Hess's Law

Overview

Hess's Law states that the enthalpy change for a reaction is the same whether it occurs in one step or multiple steps. This allows us to calculate ΔH for reactions that are difficult to measure directly.

Statement of Hess's Law

$$\Delta H_{\text{total}} = \Delta H_1 + \Delta H_2 + \Delta H_3 + \cdots$$

Enthalpy is a state function - it depends only on initial and final states, not the path taken.

Using Hess's Law

Method: Algebraic Manipulation

1. Write the target equation
2. Manipulate given equations to match
3. Apply the same operations to ΔH values
4. Add the adjusted ΔH values

Rules for Manipulating Equations

Operation	Effect on ΔH
Reverse reaction	Change sign of ΔH
Multiply by coefficient	Multiply ΔH by same factor
Divide by coefficient	Divide ΔH by same factor

Example 1: Basic Application

Target: $\text{C}(s) + \frac{1}{2}\text{O}_2(g) \rightarrow \text{CO}(g)$ , $\Delta H = ?$

Given:

$$(1) \quad \text{C}(s) + \text{O}_2(g) \rightarrow \text{CO}_2(g) \quad \Delta H_1 = -393.5 \text{ kJ}$$ $$(2) \quad \text{CO}(g) + \frac{1}{2}\text{O}_2(g) \rightarrow \text{CO}_2(g) \quad \Delta H_2 = -283.0 \text{ kJ}$$

Solution:

Keep equation (1):

$$\text{C}(s) + \text{O}_2(g) \rightarrow \text{CO}_2(g) \quad \Delta H = -393.5 \text{ kJ}$$

Reverse equation (2):

$$\text{CO}_2(g) \rightarrow \text{CO}(g) + \frac{1}{2}\text{O}_2(g) \quad \Delta H = +283.0 \text{ kJ}$$

Add and cancel CO₂ and simplify:

$$\text{C}(s) + \frac{1}{2}\text{O}_2(g) \rightarrow \text{CO}(g) \quad \Delta H = -110.5 \text{ kJ}$$

Example 2: Three Equations

Target: $2\text{C}(s) + \text{H}_2(g) \rightarrow \text{C}_2\text{H}_2(g)$ , $\Delta H = ?$

Given:

$$(1) \quad \text{C}_2\text{H}_2(g) + \frac{5}{2}\text{O}_2(g) \rightarrow 2\text{CO}_2(g) + \text{H}_2\text{O}(l) \quad \Delta H_1 = -1299.6 \text{ kJ}$$ $$(2) \quad \text{C}(s) + \text{O}_2(g) \rightarrow \text{CO}_2(g) \quad \Delta H_2 = -393.5 \text{ kJ}$$ $$(3) \quad \text{H}_2(g) + \frac{1}{2}\text{O}_2(g) \rightarrow \text{H}_2\text{O}(l) \quad \Delta H_3 = -285.8 \text{ kJ}$$

Solution:

Reverse equation (1):

$$2\text{CO}_2(g) + \text{H}_2\text{O}(l) \rightarrow \text{C}_2\text{H}_2(g) + \frac{5}{2}\text{O}_2(g) \quad \Delta H = +1299.6 \text{ kJ}$$

Multiply equation (2) by 2:

$$2\text{C}(s) + 2\text{O}_2(g) \rightarrow 2\text{CO}_2(g) \quad \Delta H = -787.0 \text{ kJ}$$

Keep equation (3):

$$\text{H}_2(g) + \frac{1}{2}\text{O}_2(g) \rightarrow \text{H}_2\text{O}(l) \quad \Delta H = -285.8 \text{ kJ}$$

Add and simplify:

$$2\text{C}(s) + \text{H}_2(g) \rightarrow \text{C}_2\text{H}_2(g) \quad \Delta H = +226.8 \text{ kJ}$$

Using Standard Enthalpies of Formation

A direct application of Hess's Law:

$$\Delta H_{rxn}° = \sum n \Delta H_f°(\text{products}) - \sum n \Delta H_f°(\text{reactants})$$

Example

Calculate $\Delta H°$ for: $2\text{NH}_3(g) + 3\text{Cl}_2(g) \rightarrow \text{N}_2(g) + 6\text{HCl}(g)$

$\Delta H_f°$ values (kJ/mol):

• $\text{NH}_3(g) = -46.1$
• $\text{Cl}_2(g) = 0$
• $\text{N}_2(g) = 0$
• $\text{HCl}(g) = -92.3$

$$\Delta H° = [0 + 6(-92.3)] - [2(-46.1) + 3(0)]$$ $$\Delta H° = [-553.8] - [-92.2] = -461.6 \text{ kJ}$$

Born-Haber Cycle

A special application of Hess's Law for calculating lattice energy of ionic compounds.

========================

▸ Work to do
Carry on the Hess's Law page, starting right after its last sentence about the Born-Haber cycle. The listing after this has nothing to do with what you're asked here.

========================

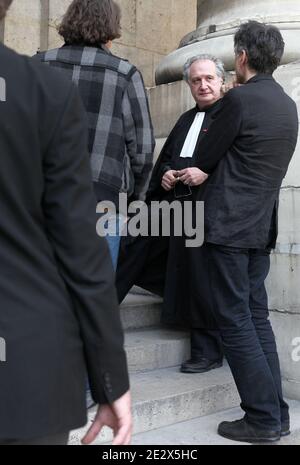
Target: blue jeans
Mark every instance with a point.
(113, 237)
(240, 305)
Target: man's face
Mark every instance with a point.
(204, 83)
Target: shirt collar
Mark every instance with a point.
(260, 77)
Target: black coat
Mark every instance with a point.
(58, 313)
(166, 266)
(247, 150)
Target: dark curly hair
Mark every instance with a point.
(4, 5)
(91, 22)
(263, 44)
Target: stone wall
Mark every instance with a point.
(150, 28)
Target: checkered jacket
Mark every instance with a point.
(121, 141)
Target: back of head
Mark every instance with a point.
(263, 44)
(91, 22)
(4, 5)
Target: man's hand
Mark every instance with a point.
(169, 180)
(118, 417)
(192, 176)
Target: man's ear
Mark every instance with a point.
(243, 57)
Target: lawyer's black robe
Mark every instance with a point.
(165, 266)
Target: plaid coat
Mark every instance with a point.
(121, 141)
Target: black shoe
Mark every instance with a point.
(200, 365)
(242, 431)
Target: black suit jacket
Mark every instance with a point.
(247, 150)
(58, 310)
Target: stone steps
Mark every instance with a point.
(140, 311)
(167, 397)
(152, 349)
(170, 407)
(203, 430)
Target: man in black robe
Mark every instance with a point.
(164, 265)
(246, 152)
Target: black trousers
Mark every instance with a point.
(206, 343)
(240, 306)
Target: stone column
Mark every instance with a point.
(217, 23)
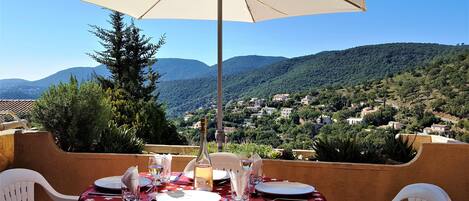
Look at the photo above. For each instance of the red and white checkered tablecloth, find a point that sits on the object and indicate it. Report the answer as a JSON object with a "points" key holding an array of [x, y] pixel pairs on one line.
{"points": [[184, 183]]}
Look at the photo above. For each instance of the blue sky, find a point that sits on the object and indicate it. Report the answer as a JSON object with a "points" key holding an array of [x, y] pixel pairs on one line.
{"points": [[38, 38]]}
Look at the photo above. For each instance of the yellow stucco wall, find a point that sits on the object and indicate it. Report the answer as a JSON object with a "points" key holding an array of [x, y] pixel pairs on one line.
{"points": [[7, 141], [445, 165]]}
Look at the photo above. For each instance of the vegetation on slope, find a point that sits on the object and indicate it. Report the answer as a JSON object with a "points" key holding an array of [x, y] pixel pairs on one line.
{"points": [[331, 68]]}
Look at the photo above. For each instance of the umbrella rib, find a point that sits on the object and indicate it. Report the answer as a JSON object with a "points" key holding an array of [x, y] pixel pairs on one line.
{"points": [[151, 7], [249, 10], [356, 5], [269, 6]]}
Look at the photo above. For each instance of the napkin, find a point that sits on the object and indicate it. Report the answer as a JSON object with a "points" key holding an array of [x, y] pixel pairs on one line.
{"points": [[130, 179], [166, 174], [256, 165], [239, 182]]}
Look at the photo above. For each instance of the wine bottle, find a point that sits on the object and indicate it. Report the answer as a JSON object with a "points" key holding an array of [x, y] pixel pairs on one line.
{"points": [[203, 171]]}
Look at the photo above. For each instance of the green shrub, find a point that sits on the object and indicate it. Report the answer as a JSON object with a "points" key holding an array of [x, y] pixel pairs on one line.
{"points": [[120, 140], [146, 117], [264, 151], [398, 149], [346, 150], [287, 154], [75, 114]]}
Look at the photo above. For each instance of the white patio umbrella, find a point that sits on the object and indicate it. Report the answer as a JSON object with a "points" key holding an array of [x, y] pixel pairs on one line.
{"points": [[229, 10]]}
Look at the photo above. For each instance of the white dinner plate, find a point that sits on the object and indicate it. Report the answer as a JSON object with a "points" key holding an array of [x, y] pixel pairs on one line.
{"points": [[191, 195], [217, 175], [115, 183], [284, 188]]}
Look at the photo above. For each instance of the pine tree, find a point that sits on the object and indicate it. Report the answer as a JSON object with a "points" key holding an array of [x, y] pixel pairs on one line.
{"points": [[129, 55], [113, 55], [140, 56]]}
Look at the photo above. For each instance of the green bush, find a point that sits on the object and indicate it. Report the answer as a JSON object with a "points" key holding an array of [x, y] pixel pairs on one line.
{"points": [[120, 140], [76, 114], [346, 150], [287, 154], [398, 149], [264, 151], [146, 117]]}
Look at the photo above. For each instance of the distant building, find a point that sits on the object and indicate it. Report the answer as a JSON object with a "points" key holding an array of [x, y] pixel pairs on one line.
{"points": [[253, 108], [307, 100], [188, 116], [256, 102], [440, 129], [395, 125], [268, 110], [18, 106], [367, 110], [324, 119], [354, 120], [280, 97], [248, 125], [256, 115], [197, 125], [436, 128], [229, 130], [286, 112]]}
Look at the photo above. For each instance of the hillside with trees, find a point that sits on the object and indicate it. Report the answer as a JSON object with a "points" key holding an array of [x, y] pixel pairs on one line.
{"points": [[360, 119], [331, 68]]}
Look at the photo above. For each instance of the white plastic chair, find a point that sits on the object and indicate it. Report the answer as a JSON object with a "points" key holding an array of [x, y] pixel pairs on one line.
{"points": [[422, 192], [18, 185], [220, 161]]}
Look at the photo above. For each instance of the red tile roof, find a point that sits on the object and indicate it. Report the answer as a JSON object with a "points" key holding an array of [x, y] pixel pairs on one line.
{"points": [[16, 105]]}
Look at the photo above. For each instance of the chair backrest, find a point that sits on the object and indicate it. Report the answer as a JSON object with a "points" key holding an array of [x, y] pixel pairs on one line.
{"points": [[422, 192], [18, 184], [220, 161]]}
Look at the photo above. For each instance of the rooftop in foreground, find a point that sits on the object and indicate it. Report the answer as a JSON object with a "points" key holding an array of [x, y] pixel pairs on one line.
{"points": [[442, 164]]}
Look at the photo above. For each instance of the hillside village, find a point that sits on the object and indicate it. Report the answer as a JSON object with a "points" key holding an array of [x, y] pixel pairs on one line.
{"points": [[366, 110]]}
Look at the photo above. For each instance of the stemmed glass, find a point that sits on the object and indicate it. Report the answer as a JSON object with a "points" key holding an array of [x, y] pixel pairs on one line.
{"points": [[155, 168]]}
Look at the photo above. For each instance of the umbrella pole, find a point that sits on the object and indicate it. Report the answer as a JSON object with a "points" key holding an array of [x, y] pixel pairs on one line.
{"points": [[220, 136]]}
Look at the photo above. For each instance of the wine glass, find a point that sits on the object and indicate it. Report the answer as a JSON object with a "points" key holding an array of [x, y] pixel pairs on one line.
{"points": [[246, 161], [155, 168]]}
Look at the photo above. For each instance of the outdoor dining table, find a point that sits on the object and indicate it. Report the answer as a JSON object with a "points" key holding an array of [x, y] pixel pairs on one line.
{"points": [[223, 188]]}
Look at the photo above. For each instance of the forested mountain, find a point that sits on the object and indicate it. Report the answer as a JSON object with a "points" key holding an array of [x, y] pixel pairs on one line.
{"points": [[330, 68], [243, 64], [169, 69]]}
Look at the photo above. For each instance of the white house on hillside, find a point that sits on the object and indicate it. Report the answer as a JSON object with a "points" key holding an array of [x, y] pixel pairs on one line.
{"points": [[280, 97], [354, 120], [367, 110], [307, 100], [286, 112], [395, 125], [268, 110]]}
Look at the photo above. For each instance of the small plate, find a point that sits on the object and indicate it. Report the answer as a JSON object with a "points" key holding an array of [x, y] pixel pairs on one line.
{"points": [[191, 195], [218, 175], [284, 188], [115, 183]]}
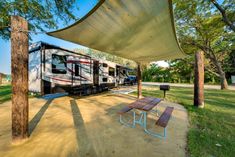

========================

▸ Exercise output
Steps for NaCl

1. Sublimation: $\text{Na}(s) \rightarrow \text{Na}(g)$ → $\Delta H_{sub}$
2. Ionization: $\text{Na}(g) \rightarrow \text{Na}^+(g) + e^-$ → IE
3. Dissociation: $\frac{1}{2}\text{Cl}_2(g) \rightarrow \text{Cl}(g)$ → $\frac{1}{2}D$
4. Electron affinity: $\text{Cl}(g) + e^- \rightarrow \text{Cl}^-(g)$ → EA
5. Lattice formation: $\text{Na}^+(g) + \text{Cl}^-(g) \rightarrow \text{NaCl}(s)$ → $-U$

Overall: $\text{Na}(s) + \frac{1}{2}\text{Cl}_2(g) \rightarrow \text{NaCl}(s)$ → $\Delta H_f°$

$$\Delta H_f° = \Delta H_{sub} + IE + \frac{1}{2}D + EA + (-U)$$

Solving for lattice energy (U):

$$U = \Delta H_{sub} + IE + \frac{1}{2}D + EA - \Delta H_f°$$

Energy Cycle Diagrams

Visual Representation

                    Elements
                   /         \
          Direct  /           \ Step-wise
         Path    /             \ Path
                /               \
               ↓                 ↓
           Products ←———————→ (Intermediates)
                    ΔHtotal

Key Points

1. Enthalpy is a state function - path independent
2. Energy is conserved - total ΔH is same regardless of route
3. Reactions can be added - like algebraic equations
4. Signs and coefficients matter - be careful with manipulations
5. All ΔH values must have consistent units - usually kJ or kJ/mol

Problem-Solving Strategy

1. Write the target equation clearly
2. Identify what species need to be products vs reactants
3. Manipulate given equations (reverse/multiply as needed)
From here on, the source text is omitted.